● **Problem details**: Transcribe the data below word for word. Begin at the line that contains "green grass occupies?" and stop after the last line of the data.

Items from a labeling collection
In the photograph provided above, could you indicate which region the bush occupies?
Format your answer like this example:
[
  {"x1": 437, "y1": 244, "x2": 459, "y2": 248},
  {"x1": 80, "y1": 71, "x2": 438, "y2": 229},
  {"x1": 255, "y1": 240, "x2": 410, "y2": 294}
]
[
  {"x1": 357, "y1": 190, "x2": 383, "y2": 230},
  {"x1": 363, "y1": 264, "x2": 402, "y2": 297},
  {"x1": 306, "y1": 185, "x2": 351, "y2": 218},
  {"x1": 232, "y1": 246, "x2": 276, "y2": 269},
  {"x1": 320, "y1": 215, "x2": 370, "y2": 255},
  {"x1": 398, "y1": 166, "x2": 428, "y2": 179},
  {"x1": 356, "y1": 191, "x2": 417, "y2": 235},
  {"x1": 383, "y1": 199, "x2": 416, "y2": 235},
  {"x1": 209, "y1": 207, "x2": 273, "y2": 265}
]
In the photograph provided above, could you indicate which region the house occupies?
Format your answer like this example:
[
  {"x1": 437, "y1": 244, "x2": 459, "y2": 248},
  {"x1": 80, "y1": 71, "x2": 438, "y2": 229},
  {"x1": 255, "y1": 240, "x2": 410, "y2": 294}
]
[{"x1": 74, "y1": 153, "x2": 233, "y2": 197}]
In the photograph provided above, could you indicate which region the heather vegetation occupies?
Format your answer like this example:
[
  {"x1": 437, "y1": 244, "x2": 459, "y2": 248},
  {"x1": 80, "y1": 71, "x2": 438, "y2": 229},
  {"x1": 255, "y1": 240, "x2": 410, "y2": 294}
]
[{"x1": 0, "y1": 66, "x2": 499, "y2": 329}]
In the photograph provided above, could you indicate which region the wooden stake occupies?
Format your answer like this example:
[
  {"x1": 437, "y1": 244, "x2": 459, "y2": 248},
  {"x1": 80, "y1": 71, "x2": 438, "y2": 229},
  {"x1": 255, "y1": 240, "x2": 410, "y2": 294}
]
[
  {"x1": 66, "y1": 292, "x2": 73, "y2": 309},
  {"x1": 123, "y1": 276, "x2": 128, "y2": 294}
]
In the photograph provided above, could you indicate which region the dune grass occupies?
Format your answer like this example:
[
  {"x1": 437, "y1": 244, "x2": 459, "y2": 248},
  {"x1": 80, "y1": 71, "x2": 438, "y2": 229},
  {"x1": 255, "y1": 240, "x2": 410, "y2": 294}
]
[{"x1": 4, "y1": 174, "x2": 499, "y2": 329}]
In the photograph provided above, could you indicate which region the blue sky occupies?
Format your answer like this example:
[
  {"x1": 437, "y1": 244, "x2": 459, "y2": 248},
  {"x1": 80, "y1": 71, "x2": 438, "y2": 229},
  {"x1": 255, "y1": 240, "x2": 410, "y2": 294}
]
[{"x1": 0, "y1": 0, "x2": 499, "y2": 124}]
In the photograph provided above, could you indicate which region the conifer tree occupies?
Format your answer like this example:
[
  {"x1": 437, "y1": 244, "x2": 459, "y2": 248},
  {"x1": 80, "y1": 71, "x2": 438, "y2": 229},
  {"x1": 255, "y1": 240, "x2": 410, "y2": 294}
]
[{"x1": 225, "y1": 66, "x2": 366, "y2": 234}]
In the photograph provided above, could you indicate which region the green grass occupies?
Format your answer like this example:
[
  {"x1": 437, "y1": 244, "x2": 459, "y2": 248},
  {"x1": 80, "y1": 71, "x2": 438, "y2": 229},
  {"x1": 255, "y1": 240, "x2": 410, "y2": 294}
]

● **Reply to the task**:
In the photograph provided above, could you indicate which region the green grass occupies?
Format your answer like this example:
[
  {"x1": 437, "y1": 244, "x2": 459, "y2": 248},
  {"x1": 80, "y1": 71, "x2": 438, "y2": 229},
  {"x1": 255, "y1": 240, "x2": 410, "y2": 294}
]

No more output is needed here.